→ **DIRECTION**
Everything from the line containing "[locate] orange tablecloth" through the final line of the records must be transcribed verbatim; nothing else belongs in the result.

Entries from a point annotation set
- - - - - - -

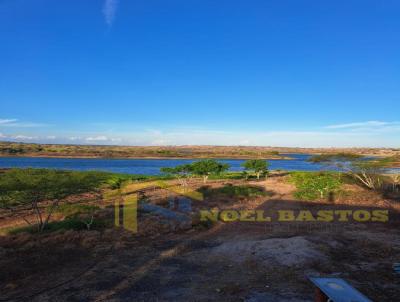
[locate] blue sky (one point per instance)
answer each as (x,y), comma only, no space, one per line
(130,72)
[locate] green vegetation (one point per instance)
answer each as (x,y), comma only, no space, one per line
(30,187)
(311,186)
(367,171)
(257,166)
(243,191)
(25,149)
(203,168)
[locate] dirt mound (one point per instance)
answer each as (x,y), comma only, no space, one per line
(294,251)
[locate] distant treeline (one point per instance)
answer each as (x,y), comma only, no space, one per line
(24,149)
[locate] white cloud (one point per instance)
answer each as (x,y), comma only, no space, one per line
(7,121)
(100,138)
(17,123)
(368,124)
(23,137)
(109,11)
(74,138)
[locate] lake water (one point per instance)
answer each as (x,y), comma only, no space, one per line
(144,166)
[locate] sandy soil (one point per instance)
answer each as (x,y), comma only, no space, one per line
(238,261)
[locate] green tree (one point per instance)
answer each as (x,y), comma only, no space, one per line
(368,171)
(257,166)
(182,172)
(314,185)
(36,188)
(206,167)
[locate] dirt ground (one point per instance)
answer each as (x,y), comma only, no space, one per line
(223,261)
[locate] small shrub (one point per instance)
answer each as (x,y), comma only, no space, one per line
(315,185)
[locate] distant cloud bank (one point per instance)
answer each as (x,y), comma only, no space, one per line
(356,134)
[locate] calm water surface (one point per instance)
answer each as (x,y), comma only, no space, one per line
(144,166)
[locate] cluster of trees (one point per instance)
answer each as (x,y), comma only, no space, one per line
(311,186)
(205,168)
(29,188)
(367,171)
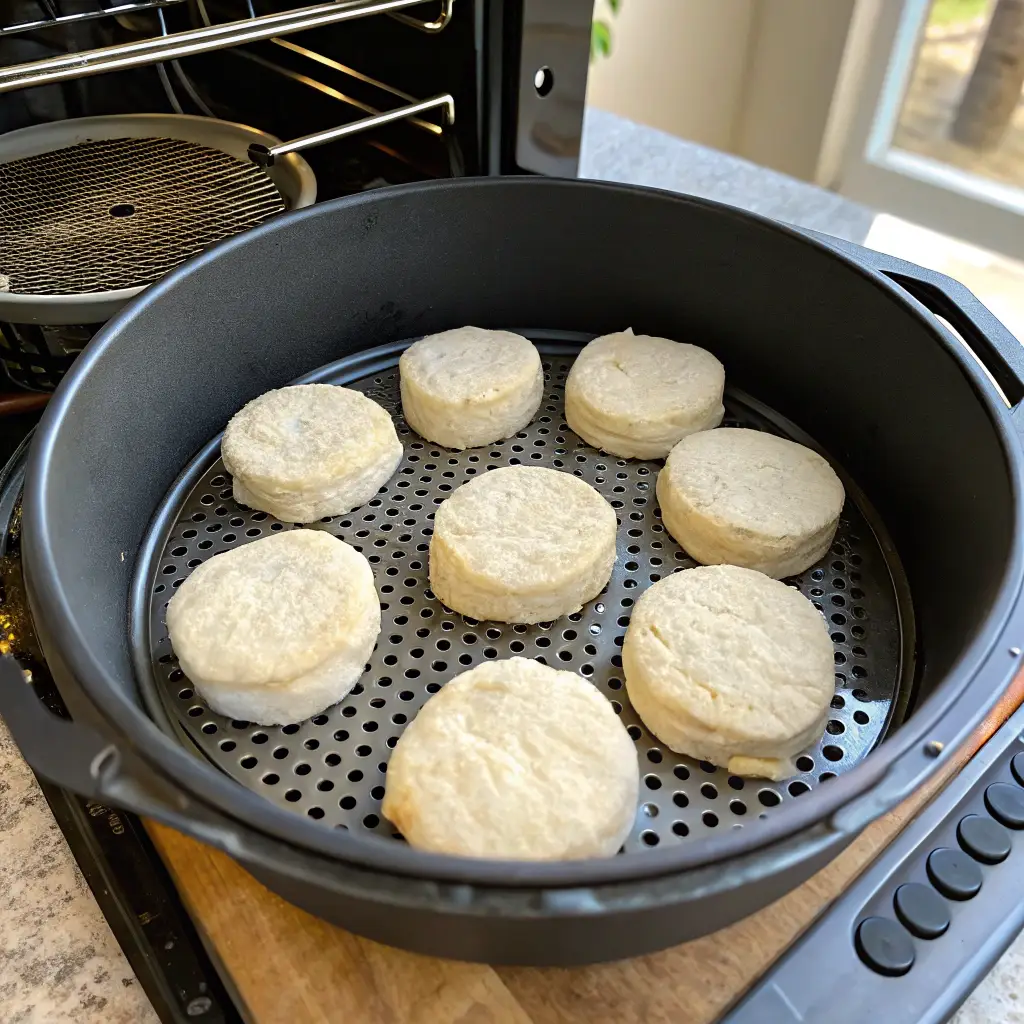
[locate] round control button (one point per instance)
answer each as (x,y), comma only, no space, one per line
(953,873)
(1017,767)
(1006,804)
(922,909)
(884,946)
(984,839)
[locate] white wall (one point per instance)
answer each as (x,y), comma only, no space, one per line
(751,77)
(675,65)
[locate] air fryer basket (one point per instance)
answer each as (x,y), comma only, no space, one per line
(821,338)
(333,767)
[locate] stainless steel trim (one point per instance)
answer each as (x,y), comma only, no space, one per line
(265,156)
(85,15)
(432,28)
(328,90)
(182,44)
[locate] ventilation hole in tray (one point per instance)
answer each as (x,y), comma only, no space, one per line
(423,645)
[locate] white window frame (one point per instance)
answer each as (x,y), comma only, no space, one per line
(913,187)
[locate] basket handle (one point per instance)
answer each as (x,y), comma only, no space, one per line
(987,339)
(76,757)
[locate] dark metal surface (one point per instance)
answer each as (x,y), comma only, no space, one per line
(946,966)
(553,62)
(120,213)
(820,338)
(120,864)
(332,767)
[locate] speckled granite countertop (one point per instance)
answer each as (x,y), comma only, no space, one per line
(58,960)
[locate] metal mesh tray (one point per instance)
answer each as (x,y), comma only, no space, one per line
(333,766)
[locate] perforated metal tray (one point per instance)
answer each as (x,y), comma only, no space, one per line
(333,767)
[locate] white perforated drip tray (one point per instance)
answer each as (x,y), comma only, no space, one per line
(333,767)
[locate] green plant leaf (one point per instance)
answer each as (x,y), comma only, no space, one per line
(600,40)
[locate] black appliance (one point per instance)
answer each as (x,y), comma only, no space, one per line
(366,92)
(738,278)
(503,253)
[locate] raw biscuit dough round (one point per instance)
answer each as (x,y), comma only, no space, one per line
(468,387)
(636,396)
(309,451)
(521,544)
(276,630)
(729,666)
(748,498)
(517,761)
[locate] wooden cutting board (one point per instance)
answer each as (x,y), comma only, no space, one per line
(290,968)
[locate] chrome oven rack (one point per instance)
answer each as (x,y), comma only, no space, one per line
(170,46)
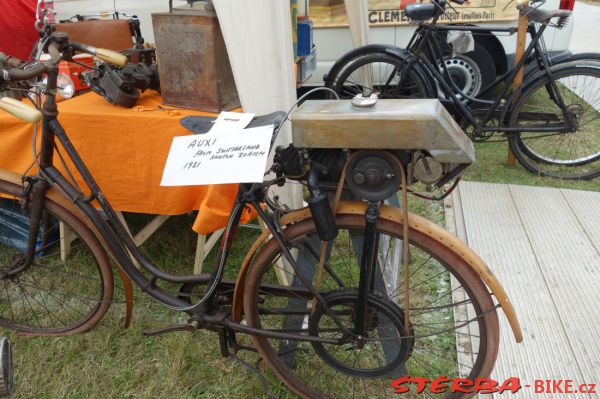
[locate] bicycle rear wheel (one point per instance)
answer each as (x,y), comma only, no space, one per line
(453,327)
(52,296)
(572,155)
(379,73)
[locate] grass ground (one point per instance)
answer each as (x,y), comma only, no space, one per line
(111,362)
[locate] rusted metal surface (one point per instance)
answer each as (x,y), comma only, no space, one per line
(192,61)
(391,124)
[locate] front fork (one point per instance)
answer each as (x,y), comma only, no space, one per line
(368,266)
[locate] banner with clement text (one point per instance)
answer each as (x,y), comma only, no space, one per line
(332,13)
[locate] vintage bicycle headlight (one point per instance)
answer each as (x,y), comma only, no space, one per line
(66,87)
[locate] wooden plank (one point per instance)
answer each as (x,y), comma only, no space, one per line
(493,228)
(66,237)
(586,206)
(518,80)
(570,264)
(464,337)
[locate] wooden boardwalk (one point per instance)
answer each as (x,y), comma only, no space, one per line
(544,246)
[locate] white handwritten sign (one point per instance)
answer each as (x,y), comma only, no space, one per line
(218,157)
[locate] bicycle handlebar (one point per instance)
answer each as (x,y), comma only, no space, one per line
(36,70)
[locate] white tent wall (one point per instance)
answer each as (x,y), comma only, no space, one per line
(258,36)
(358,21)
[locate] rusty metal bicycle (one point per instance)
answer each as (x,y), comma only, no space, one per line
(314,291)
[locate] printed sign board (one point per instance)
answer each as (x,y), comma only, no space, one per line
(228,153)
(332,13)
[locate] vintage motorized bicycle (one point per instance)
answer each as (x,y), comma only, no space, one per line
(551,122)
(339,297)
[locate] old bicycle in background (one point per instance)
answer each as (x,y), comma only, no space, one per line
(339,298)
(552,123)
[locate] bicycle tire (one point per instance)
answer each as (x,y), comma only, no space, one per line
(51,296)
(312,375)
(570,156)
(346,82)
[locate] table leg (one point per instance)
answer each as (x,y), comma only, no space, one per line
(203,248)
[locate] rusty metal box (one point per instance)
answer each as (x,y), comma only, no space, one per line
(192,61)
(390,124)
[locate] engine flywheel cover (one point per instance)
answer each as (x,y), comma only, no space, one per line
(373,175)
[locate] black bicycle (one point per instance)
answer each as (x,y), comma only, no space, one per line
(314,291)
(552,122)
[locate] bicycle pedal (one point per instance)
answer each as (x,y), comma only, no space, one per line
(190,327)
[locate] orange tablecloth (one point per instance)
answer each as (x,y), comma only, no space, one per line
(126,150)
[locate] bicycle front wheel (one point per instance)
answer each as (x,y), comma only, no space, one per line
(453,328)
(568,155)
(60,293)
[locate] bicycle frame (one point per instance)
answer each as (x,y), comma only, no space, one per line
(425,50)
(119,242)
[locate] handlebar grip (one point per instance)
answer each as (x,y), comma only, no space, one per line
(111,57)
(20,110)
(23,74)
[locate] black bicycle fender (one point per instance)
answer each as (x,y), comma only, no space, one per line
(395,51)
(364,50)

- - - - - - -

→ **THE OUTPUT**
[locate] orange tablecloth (one point per instance)
answer each as (x,y), comma only, no space, one per line
(126,150)
[locate] bicycle front wheel (one point per instance)
answer each as (x,y), comma only, no space, one per line
(453,328)
(568,155)
(60,293)
[locate] bicycle frame (one point per instance)
answer each as (x,y), comma only, no space, one per line
(425,50)
(119,242)
[locate] handlebar grip (one point per instance)
answer each as (x,y), comma only, no space, one per line
(111,57)
(20,110)
(23,74)
[locate] black bicycle fender (one point per instance)
answer each as (x,y), comma only, no space, one per line
(395,51)
(364,50)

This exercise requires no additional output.